## TEXTE FOURNI:
Plus tard, faucille et faux sont abandonnées et c’est la moissonneuse-javeleuse qui entre en action (elle coupe les tiges, met des gerbes en forme sans les attacher et les abandonne au sol, prêtes à être liées à la main).
Quelques temps ont passé et la moissonneuse-lieuse fait son apparition dans les campagnes (le blé est coupé et mis en gerbes automatiquement). Les charrettes chargées au maximum les ramènent à la ferme, gerbes qui sont mises les unes sur les autres sur une grande hauteur pour confectionner "la gerbière". Avec l’utilisation de la moissonneuse-lieuse, beaucoup d’épis se détachent et restent dans les champs, ce qui fait le bonheur des glaneuses qui les récupèrent après autorisation du propriétaire.
Sur l’aire, le ventaïre a disparu, laissant la place à la nouvelle venue : la batteuse.

Annotations de contours d'objets
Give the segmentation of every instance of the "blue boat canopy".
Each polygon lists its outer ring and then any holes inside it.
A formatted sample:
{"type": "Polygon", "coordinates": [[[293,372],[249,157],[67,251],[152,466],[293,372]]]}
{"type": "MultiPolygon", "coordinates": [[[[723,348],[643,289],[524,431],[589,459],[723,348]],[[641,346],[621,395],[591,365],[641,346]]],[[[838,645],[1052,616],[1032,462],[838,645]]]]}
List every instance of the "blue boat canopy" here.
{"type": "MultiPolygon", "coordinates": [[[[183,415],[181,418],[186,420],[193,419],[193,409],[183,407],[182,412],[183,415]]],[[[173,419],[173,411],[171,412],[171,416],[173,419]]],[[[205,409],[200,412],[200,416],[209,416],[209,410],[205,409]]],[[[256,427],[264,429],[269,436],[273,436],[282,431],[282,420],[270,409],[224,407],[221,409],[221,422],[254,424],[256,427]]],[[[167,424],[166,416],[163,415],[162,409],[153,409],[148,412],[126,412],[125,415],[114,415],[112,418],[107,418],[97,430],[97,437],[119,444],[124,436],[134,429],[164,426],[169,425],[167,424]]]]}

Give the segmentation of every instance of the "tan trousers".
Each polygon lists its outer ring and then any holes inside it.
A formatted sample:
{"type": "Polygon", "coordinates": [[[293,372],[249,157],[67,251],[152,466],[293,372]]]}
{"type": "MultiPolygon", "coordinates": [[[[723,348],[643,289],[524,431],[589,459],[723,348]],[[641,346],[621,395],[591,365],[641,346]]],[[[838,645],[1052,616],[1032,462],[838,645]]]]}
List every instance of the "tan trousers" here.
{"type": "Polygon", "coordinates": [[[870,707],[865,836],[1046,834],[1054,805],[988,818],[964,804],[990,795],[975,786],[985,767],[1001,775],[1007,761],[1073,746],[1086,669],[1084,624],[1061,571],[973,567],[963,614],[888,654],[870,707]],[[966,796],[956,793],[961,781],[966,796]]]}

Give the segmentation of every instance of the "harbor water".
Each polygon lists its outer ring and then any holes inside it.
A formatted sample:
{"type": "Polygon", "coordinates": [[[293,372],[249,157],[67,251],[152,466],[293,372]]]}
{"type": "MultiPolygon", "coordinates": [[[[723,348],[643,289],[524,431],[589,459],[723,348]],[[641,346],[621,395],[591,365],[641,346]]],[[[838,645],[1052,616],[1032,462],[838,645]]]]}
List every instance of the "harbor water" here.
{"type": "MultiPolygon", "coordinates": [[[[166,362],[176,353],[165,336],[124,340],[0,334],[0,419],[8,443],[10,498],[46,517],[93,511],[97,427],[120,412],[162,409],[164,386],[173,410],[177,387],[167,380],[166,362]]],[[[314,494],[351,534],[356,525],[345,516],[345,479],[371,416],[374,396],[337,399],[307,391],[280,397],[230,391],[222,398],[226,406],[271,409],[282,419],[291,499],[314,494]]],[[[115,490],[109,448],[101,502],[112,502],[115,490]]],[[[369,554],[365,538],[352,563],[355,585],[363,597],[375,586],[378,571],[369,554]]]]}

## CONSIGNES:
(1) Dans le texte sur les moissons, comment s'appelle la pile de gerbes montée à la ferme ?
(2) Recopiez tout le passage du texte sur les moissons, de « Plus tard, faucille » jusqu'à « autorisation du propriétaire. ».
Les entrées forment un matériau à part, distinct du texte.

## RÉPONSES DANS L'ORDRE:
(1) La gerbière.

(2)
Plus tard, faucille et faux sont abandonnées et c’est la moissonneuse-javeleuse qui entre en action (elle coupe les tiges, met des gerbes en forme sans les attacher et les abandonne au sol, prêtes à être liées à la main).
Quelques temps ont passé et la moissonneuse-lieuse fait son apparition dans les campagnes (le blé est coupé et mis en gerbes automatiquement). Les charrettes chargées au maximum les ramènent à la ferme, gerbes qui sont mises les unes sur les autres sur une grande hauteur pour confectionner "la gerbière". Avec l’utilisation de la moissonneuse-lieuse, beaucoup d’épis se détachent et restent dans les champs, ce qui fait le bonheur des glaneuses qui les récupèrent après autorisation du propriétaire.